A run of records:
========================

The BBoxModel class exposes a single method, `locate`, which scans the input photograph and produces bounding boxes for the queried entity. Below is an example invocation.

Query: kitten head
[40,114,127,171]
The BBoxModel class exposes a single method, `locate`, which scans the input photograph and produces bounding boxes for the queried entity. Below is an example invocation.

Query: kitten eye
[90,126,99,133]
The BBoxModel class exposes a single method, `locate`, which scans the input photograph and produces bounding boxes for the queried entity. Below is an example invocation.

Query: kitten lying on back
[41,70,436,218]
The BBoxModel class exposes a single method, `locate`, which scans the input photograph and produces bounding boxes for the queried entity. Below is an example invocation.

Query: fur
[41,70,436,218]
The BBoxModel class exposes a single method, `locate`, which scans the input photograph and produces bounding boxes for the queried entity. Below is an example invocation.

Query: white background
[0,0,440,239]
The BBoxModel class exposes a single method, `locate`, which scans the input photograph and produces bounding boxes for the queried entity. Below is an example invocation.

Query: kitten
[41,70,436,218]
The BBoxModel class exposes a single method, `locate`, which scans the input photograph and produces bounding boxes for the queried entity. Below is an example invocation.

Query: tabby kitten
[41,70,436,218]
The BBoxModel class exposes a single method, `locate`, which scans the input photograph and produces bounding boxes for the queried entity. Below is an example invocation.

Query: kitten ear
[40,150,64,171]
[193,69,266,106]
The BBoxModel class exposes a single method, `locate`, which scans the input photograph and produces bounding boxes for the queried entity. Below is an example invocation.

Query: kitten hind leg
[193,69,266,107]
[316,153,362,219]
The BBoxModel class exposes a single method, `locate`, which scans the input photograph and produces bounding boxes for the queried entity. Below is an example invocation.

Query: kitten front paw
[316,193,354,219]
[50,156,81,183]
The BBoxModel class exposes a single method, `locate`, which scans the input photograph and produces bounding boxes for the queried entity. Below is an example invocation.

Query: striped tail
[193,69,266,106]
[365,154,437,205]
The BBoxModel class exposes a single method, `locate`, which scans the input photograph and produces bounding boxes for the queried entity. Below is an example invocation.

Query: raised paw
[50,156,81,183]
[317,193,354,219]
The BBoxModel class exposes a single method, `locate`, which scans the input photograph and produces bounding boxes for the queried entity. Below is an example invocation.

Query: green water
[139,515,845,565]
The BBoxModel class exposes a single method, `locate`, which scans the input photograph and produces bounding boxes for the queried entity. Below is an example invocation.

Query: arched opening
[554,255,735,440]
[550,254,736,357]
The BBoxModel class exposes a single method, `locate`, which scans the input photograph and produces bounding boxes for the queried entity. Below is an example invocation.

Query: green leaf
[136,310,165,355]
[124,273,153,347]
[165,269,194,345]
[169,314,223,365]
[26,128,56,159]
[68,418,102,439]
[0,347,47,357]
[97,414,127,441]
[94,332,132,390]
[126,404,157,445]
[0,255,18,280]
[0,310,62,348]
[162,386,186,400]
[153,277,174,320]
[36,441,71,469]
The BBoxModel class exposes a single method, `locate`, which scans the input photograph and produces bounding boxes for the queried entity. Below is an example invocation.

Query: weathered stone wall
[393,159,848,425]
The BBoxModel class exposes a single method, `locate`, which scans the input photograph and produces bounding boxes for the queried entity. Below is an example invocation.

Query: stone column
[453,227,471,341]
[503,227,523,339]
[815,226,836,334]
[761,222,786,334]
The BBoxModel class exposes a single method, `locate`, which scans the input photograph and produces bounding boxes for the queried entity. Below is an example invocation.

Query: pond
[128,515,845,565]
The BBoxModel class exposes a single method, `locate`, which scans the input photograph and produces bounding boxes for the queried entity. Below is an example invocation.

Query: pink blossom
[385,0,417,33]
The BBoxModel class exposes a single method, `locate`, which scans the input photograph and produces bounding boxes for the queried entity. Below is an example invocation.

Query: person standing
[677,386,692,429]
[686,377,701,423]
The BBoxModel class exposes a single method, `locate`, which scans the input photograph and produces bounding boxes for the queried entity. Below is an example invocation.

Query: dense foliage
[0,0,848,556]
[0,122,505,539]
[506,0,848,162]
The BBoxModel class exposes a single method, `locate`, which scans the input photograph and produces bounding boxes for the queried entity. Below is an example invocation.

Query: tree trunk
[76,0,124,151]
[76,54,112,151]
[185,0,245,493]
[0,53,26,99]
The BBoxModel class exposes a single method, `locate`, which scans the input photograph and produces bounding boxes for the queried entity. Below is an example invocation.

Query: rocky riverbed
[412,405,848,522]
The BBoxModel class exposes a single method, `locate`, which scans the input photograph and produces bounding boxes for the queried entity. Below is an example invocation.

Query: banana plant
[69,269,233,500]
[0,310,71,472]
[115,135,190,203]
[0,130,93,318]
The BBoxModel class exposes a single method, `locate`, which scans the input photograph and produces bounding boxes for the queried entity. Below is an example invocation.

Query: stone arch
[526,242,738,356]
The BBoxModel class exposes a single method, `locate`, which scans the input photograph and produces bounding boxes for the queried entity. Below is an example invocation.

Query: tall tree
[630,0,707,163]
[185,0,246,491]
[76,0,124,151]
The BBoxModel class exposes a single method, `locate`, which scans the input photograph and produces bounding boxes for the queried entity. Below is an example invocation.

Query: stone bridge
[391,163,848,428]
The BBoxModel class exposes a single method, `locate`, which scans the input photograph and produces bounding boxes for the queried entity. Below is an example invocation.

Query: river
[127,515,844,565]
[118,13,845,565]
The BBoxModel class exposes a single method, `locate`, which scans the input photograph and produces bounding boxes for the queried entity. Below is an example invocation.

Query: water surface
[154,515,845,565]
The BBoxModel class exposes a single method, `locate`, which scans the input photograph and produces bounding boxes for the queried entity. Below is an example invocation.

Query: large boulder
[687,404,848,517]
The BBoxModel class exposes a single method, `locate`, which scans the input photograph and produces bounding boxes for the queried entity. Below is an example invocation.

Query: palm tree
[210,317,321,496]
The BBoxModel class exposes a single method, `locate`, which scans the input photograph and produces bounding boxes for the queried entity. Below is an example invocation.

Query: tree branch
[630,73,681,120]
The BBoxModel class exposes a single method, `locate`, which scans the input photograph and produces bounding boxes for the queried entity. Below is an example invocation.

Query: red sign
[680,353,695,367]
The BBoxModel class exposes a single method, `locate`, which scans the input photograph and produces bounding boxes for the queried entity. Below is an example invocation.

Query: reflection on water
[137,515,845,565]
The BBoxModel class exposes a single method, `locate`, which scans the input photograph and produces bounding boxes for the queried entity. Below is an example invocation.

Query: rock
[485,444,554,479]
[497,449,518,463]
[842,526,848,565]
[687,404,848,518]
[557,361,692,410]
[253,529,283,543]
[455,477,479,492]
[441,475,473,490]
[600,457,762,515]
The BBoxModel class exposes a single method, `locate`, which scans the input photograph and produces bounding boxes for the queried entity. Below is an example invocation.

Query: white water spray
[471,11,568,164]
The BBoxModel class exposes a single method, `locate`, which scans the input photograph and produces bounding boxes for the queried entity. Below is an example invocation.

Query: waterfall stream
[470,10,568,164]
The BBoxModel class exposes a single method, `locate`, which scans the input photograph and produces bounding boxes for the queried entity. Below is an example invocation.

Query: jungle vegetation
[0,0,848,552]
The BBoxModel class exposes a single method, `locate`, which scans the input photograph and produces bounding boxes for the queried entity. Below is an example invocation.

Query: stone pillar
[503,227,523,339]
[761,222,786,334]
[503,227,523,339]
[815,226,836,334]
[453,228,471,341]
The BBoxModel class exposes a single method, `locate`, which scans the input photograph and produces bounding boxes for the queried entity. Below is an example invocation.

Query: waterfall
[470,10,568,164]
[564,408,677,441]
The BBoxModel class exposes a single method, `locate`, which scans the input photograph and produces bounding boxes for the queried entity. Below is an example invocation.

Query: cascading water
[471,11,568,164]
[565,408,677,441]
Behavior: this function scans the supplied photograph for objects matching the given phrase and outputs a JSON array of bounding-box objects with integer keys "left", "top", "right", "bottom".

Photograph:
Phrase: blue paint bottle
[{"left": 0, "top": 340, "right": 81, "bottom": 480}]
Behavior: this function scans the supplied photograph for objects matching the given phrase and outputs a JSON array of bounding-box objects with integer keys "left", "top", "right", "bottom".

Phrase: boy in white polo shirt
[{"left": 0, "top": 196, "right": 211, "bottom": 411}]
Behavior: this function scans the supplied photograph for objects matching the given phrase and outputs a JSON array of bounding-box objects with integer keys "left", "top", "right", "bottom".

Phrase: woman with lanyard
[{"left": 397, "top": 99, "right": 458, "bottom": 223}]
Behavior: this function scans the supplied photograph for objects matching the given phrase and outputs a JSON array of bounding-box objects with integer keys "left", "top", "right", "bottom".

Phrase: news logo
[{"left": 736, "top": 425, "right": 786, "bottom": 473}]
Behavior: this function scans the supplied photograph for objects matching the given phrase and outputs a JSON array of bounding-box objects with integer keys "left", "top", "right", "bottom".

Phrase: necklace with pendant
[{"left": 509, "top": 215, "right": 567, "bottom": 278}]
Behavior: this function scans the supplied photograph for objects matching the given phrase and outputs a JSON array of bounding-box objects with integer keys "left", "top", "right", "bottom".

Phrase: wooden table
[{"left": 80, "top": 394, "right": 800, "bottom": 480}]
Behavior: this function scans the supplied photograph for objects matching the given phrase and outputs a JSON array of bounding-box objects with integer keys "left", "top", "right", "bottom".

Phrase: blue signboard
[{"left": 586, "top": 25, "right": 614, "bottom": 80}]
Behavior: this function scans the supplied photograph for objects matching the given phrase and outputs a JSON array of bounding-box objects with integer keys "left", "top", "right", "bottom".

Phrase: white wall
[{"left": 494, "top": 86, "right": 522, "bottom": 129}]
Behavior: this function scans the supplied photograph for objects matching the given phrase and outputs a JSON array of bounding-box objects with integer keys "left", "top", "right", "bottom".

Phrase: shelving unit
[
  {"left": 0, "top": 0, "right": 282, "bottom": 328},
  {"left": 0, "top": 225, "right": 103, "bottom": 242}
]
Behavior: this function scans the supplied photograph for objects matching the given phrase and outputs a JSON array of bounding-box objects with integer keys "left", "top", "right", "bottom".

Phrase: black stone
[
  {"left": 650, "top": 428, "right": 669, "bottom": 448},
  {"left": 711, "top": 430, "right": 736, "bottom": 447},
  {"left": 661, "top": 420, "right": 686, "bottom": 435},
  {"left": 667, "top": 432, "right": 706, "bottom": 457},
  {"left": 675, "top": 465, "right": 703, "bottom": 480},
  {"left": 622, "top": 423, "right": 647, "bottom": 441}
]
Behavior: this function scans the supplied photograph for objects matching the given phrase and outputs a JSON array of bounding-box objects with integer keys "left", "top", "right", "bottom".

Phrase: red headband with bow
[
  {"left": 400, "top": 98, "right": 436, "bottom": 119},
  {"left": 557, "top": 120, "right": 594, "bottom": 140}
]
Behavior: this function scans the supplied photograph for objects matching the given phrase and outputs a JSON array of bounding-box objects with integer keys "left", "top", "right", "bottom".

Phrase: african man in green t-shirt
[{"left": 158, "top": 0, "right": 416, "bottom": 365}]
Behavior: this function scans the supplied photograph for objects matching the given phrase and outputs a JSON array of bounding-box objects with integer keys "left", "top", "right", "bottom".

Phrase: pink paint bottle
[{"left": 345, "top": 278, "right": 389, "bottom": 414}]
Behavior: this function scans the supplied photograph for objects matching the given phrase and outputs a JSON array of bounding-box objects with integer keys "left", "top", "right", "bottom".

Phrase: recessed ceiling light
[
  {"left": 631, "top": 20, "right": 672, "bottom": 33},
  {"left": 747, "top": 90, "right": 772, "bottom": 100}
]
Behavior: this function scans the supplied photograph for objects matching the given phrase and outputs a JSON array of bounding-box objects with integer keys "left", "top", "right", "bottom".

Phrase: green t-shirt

========================

Written instruction: Copy the rows from the very first line through the line containing "[90,126,99,133]", including both ends, without changing anything.

Correct response:
The BBoxModel class exposes a single method, `locate`, which scans the input photograph and produces bounding boxes for the queried entity. Below is an example invocation.

Query: kitten head
[40,114,127,171]
The BBoxModel class exposes a single method, `locate`, which scans the input photograph and produces bounding boxes for the queried entity. Below is an example invocation.

Query: kitten eye
[90,126,99,133]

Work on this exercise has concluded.